- Point-per-instance localization data
------------------------------

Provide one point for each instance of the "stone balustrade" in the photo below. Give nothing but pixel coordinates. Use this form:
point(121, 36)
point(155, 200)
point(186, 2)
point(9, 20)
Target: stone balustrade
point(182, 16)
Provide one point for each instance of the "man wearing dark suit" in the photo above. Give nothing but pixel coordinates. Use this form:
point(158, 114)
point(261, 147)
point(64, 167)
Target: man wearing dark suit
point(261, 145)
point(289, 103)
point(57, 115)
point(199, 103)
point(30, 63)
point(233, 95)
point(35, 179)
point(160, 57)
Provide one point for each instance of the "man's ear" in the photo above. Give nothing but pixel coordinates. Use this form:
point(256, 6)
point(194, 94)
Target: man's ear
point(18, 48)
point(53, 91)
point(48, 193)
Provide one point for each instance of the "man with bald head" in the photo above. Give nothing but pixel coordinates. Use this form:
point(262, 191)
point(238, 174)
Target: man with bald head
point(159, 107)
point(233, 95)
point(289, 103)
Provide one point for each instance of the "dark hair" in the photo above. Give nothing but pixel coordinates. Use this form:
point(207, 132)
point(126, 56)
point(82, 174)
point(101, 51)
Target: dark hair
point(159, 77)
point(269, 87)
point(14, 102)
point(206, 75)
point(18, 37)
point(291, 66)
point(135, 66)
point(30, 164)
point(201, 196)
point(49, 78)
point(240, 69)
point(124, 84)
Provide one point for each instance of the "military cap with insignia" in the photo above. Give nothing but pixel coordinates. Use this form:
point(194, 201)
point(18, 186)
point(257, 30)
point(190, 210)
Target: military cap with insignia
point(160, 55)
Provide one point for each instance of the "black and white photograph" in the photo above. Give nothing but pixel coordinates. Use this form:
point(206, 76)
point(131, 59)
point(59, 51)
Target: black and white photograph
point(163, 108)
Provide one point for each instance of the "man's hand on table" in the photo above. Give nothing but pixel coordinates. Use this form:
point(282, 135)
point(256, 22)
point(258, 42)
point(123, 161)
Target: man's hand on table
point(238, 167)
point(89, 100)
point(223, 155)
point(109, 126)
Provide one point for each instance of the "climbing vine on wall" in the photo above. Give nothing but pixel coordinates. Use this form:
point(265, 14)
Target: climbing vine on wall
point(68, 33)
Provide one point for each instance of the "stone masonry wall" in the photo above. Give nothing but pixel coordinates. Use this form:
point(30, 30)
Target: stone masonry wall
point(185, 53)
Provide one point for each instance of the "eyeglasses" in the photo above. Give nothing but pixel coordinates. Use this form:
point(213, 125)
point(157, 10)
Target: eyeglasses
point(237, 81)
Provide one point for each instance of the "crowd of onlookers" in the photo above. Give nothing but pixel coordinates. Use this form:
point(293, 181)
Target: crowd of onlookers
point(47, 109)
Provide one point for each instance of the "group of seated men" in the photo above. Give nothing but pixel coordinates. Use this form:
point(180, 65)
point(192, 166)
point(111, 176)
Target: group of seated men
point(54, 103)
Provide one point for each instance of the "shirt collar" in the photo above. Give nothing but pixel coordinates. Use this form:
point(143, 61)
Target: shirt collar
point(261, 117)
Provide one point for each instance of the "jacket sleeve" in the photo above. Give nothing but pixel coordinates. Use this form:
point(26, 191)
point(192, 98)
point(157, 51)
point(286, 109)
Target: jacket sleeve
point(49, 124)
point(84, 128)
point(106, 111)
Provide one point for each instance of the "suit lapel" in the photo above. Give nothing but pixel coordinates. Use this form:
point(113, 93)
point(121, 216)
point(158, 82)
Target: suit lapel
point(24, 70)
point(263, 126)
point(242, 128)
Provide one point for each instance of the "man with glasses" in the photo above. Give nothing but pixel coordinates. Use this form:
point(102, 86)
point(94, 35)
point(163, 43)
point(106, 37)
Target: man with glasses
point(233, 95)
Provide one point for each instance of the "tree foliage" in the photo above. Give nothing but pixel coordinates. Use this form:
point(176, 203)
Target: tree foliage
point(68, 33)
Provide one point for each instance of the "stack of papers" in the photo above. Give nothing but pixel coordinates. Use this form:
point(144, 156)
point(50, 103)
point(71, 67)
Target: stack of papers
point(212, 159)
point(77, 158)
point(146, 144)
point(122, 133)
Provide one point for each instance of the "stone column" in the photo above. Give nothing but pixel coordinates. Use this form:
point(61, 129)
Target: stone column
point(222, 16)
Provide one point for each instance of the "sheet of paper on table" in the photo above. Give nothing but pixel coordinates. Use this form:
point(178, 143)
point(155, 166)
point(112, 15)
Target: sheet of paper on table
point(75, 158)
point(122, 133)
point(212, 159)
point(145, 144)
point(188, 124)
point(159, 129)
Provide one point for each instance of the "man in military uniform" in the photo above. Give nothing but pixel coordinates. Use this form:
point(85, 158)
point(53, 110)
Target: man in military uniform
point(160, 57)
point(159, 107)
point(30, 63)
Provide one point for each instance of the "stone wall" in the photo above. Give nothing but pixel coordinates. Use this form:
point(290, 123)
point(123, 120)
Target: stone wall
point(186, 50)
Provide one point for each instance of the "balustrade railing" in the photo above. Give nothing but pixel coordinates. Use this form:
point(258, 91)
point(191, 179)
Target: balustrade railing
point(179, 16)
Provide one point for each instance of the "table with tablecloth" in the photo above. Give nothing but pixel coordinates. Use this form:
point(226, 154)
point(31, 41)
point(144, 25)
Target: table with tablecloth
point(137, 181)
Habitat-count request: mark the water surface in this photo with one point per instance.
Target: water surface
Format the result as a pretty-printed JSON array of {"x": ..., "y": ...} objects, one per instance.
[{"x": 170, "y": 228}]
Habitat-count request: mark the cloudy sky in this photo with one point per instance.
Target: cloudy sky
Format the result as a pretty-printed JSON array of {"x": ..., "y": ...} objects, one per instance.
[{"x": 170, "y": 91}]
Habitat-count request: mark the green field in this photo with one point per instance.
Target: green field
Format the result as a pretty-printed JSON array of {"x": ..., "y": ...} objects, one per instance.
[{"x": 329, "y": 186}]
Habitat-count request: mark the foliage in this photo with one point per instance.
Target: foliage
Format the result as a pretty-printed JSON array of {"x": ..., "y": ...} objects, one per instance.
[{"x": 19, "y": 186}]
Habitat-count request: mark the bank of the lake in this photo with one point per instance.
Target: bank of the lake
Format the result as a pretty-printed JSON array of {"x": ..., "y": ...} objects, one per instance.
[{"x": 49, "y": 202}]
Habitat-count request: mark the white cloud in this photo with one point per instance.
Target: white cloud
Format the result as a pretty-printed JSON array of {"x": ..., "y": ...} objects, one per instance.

------------------------------

Copy the lines from the entries above in which the word "Habitat" appears.

- EXERCISE SOLUTION
Habitat-count request: mark the water surface in this photo with one point per instance.
Habitat-count request: mark the cloudy sky in this photo with one point per instance.
Habitat-count request: mark the green field in this photo with one point per instance.
Habitat-count request: mark the foliage in this photo with one point per instance.
Habitat-count request: mark the bank of the lake in this photo with one point per instance.
Habitat-count request: mark the white cloud in this photo with one point per instance.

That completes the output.